* _Your task_
List each line in the entries below that contains the word "hind", copying the whole line. Case counts.

* _Dataset entries_
============================================================
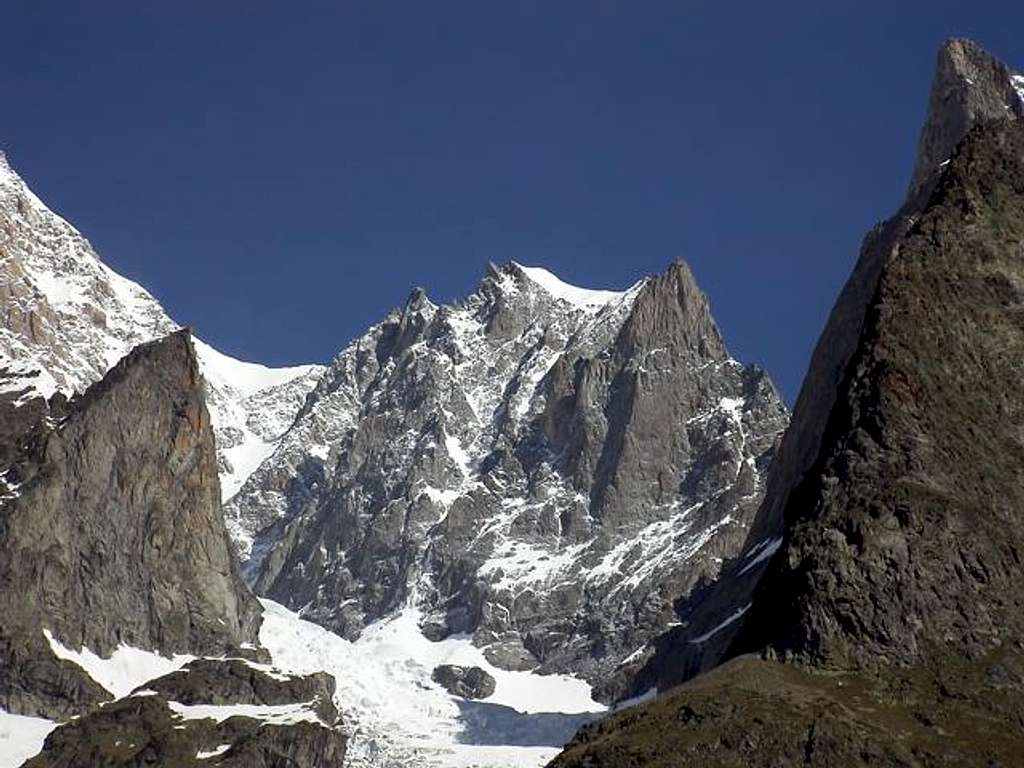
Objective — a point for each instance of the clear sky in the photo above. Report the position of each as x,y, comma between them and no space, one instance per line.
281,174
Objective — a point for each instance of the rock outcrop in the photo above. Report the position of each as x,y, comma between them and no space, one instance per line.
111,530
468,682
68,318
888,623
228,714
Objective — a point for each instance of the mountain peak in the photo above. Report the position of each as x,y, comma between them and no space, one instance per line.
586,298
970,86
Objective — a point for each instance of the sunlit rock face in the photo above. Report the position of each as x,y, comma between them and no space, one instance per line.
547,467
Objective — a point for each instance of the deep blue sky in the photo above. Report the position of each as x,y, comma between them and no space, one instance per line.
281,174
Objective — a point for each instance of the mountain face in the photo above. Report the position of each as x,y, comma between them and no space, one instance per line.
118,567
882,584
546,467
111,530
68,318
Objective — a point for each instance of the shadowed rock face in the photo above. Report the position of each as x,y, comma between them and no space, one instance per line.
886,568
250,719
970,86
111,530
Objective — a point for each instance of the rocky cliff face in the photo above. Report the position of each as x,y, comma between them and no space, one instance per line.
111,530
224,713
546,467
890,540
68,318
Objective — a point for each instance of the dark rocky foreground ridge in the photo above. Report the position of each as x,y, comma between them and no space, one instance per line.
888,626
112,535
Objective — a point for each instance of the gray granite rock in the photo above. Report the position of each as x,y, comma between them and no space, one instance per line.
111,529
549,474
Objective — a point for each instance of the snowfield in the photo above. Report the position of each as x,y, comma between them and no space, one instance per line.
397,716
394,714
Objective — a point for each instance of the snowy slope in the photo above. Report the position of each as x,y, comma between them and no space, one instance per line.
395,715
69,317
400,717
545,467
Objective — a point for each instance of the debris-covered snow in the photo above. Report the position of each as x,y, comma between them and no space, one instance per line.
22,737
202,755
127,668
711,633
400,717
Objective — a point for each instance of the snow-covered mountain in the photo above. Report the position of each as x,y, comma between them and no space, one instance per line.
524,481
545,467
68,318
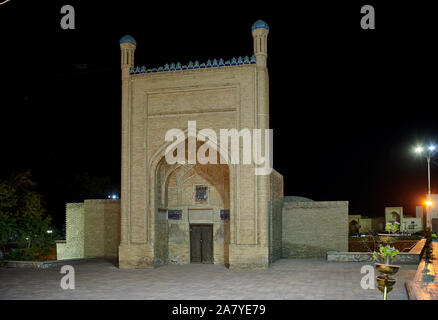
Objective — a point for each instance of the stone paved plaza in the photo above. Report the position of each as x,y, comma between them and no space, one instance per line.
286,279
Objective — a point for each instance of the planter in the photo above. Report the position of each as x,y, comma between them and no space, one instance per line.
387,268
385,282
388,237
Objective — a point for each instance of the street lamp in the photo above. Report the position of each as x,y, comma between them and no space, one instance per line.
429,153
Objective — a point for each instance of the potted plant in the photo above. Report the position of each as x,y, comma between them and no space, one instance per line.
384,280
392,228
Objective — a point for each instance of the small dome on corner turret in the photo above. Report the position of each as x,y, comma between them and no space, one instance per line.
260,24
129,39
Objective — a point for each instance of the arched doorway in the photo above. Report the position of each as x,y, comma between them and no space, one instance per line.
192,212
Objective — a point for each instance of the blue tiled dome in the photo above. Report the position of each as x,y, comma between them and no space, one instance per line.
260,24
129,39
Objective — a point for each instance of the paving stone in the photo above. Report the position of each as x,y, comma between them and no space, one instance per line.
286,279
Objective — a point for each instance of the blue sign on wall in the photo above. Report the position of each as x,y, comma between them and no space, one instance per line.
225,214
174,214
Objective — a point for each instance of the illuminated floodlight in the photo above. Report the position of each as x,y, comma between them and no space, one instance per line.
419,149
============================================================
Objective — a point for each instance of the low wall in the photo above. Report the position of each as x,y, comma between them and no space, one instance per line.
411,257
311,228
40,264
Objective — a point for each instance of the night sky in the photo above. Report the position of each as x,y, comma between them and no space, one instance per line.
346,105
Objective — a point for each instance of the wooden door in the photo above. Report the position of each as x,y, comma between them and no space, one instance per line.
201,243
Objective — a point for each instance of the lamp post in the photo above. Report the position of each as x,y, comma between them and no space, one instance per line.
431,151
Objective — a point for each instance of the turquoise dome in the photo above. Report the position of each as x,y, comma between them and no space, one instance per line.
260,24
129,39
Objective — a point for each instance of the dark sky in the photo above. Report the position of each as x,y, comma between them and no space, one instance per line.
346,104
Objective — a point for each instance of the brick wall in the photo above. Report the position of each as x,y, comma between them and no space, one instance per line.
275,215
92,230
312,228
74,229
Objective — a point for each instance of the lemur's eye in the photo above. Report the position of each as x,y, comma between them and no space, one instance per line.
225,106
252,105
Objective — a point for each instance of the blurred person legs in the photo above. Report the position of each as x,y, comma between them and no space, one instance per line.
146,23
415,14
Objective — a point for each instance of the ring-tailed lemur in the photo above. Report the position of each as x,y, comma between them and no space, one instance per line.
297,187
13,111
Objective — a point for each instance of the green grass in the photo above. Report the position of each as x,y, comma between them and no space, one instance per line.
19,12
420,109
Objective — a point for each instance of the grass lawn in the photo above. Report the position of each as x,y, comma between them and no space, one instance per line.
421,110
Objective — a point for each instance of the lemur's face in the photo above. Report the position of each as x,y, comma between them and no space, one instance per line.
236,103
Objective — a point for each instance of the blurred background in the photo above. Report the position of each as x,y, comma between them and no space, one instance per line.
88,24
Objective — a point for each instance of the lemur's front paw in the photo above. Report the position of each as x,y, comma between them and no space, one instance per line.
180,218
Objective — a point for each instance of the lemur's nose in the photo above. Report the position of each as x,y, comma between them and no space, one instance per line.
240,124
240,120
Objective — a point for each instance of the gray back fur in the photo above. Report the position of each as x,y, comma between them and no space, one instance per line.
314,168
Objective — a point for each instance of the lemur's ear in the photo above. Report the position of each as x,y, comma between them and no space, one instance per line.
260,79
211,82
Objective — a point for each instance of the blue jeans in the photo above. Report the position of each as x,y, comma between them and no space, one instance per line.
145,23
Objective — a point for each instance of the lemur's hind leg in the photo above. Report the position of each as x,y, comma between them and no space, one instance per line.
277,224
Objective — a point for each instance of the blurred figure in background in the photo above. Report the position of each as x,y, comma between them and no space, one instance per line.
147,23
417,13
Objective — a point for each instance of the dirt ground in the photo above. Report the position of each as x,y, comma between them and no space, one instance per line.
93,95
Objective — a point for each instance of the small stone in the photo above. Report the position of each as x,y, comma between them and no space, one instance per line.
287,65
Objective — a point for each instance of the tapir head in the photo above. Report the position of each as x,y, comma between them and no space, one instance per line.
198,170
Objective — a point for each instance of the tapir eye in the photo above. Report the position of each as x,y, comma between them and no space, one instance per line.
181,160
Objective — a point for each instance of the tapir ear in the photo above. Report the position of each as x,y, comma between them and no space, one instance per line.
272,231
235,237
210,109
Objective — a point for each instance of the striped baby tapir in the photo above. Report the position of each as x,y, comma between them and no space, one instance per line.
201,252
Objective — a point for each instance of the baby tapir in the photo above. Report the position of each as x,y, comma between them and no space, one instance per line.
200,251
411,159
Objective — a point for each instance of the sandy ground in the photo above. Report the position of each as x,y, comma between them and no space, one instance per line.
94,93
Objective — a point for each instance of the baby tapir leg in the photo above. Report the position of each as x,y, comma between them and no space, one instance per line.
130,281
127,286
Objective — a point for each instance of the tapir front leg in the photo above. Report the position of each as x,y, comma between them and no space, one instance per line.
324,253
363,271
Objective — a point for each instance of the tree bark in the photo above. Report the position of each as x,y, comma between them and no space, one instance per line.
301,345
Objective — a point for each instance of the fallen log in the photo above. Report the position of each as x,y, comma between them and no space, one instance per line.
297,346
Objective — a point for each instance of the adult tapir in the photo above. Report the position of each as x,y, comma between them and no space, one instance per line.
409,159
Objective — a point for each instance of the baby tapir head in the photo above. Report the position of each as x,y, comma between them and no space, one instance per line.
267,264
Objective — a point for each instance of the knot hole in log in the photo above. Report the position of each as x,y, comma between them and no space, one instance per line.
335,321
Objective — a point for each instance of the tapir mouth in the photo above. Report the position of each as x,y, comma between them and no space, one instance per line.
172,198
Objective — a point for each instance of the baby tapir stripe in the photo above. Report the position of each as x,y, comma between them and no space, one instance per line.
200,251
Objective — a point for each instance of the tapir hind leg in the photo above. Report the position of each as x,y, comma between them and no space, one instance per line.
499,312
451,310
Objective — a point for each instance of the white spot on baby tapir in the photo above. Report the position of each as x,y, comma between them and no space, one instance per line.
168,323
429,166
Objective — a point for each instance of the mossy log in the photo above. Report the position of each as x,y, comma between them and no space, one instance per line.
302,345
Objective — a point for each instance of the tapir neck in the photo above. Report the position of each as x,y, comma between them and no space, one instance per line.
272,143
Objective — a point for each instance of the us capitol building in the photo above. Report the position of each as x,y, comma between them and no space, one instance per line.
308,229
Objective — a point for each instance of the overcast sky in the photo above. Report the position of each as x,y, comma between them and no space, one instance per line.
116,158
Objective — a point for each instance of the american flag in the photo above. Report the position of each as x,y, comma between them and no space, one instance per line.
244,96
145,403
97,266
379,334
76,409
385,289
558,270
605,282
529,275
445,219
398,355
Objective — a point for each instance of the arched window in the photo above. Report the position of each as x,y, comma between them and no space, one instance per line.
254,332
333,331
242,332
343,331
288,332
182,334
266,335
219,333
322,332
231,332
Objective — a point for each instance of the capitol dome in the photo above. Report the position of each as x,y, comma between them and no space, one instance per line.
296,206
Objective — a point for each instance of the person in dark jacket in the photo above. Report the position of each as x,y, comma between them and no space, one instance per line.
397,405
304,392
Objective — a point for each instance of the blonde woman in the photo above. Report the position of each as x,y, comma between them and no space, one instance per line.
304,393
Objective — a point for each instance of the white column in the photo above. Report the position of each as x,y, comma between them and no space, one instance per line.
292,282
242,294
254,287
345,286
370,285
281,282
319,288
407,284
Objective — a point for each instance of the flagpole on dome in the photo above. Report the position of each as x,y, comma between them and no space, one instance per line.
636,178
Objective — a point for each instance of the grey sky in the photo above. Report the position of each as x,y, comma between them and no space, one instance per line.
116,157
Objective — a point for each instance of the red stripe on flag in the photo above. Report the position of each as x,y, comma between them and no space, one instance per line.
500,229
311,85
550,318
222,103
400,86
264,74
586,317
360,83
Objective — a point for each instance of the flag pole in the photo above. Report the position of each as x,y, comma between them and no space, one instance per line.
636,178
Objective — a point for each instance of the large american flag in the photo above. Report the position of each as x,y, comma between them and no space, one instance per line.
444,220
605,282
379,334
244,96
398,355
============================================================
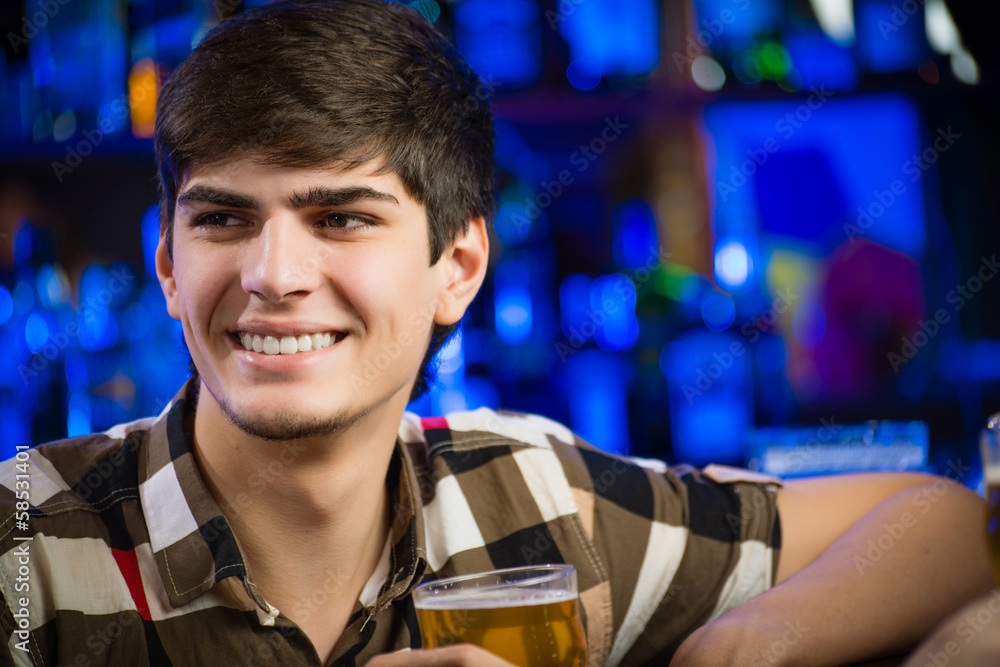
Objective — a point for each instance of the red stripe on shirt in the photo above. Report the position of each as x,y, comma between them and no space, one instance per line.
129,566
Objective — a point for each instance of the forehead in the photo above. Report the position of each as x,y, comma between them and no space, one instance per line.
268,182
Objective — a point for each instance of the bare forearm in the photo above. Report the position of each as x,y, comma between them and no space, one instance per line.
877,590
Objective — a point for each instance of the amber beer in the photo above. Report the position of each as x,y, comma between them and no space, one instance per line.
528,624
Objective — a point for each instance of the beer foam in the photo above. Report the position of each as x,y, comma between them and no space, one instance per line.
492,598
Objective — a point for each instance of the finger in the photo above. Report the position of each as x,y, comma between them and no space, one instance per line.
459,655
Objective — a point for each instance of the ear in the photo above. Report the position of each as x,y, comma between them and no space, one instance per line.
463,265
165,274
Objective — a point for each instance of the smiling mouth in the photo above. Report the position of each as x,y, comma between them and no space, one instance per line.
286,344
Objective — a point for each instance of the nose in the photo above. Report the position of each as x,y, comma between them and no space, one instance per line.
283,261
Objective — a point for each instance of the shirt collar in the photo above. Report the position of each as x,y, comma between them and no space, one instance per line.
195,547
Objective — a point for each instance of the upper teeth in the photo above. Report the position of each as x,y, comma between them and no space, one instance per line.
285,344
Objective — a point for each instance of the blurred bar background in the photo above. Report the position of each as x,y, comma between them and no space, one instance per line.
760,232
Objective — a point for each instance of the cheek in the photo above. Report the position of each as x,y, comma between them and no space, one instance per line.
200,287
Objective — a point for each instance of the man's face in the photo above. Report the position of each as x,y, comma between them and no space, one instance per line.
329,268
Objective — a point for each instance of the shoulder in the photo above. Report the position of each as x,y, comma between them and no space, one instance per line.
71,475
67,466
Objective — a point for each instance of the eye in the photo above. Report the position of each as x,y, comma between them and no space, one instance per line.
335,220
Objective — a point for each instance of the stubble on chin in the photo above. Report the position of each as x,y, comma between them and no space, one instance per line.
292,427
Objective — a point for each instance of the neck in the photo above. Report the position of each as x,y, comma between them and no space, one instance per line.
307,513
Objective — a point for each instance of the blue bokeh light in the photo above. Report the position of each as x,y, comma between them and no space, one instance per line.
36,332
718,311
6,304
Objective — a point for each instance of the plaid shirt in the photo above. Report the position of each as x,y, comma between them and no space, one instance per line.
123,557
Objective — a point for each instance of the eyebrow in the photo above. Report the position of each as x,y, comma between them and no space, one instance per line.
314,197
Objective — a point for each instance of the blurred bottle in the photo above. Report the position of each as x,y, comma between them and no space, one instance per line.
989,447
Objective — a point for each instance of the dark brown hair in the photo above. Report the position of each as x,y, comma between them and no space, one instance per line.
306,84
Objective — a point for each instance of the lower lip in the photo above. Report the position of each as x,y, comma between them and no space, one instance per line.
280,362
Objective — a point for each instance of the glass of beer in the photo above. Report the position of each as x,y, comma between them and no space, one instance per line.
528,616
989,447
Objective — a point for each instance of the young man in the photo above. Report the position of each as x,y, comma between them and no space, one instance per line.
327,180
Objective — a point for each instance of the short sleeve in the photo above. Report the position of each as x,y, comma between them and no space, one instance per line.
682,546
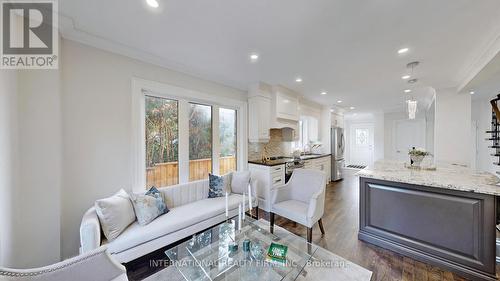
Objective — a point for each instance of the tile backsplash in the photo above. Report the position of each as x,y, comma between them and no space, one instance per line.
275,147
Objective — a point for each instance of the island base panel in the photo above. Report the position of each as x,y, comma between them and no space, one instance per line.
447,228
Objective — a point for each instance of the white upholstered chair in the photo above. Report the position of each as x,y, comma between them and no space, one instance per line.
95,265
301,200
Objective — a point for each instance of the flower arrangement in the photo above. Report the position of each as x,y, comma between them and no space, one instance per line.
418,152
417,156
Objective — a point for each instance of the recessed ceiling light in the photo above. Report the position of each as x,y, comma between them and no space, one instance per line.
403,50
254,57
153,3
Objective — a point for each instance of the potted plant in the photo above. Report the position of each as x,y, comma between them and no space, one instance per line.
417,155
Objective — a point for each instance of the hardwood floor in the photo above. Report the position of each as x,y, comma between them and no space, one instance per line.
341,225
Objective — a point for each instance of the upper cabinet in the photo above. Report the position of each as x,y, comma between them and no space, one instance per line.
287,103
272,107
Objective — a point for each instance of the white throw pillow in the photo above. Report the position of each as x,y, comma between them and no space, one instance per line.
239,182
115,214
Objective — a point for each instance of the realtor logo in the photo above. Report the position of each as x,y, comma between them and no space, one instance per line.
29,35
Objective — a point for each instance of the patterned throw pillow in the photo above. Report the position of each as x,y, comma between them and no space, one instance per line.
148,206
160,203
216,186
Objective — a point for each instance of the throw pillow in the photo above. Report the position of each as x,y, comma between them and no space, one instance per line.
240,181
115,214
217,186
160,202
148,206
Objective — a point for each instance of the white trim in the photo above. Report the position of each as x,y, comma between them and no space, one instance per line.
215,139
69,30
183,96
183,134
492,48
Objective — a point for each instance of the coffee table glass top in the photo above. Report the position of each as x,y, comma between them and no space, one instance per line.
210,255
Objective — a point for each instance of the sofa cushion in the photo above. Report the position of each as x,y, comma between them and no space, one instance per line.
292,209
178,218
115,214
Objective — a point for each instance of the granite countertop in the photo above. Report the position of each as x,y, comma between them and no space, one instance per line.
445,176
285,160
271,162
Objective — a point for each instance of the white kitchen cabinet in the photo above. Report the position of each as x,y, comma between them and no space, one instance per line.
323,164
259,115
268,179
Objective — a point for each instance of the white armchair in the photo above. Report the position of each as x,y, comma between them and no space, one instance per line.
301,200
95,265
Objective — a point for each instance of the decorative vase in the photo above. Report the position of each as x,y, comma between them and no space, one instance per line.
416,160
============================================================
* _Response to this exercise_
Objective — a point for each instance of the lemur's hind leg in the photo above. Report the position of each as x,y, comma between them and no space, one instance per line.
Objective — a point for each instance of the tapir hind leg in the photo above. Report the position of each as x,y, comma between them and no space, one instance per line.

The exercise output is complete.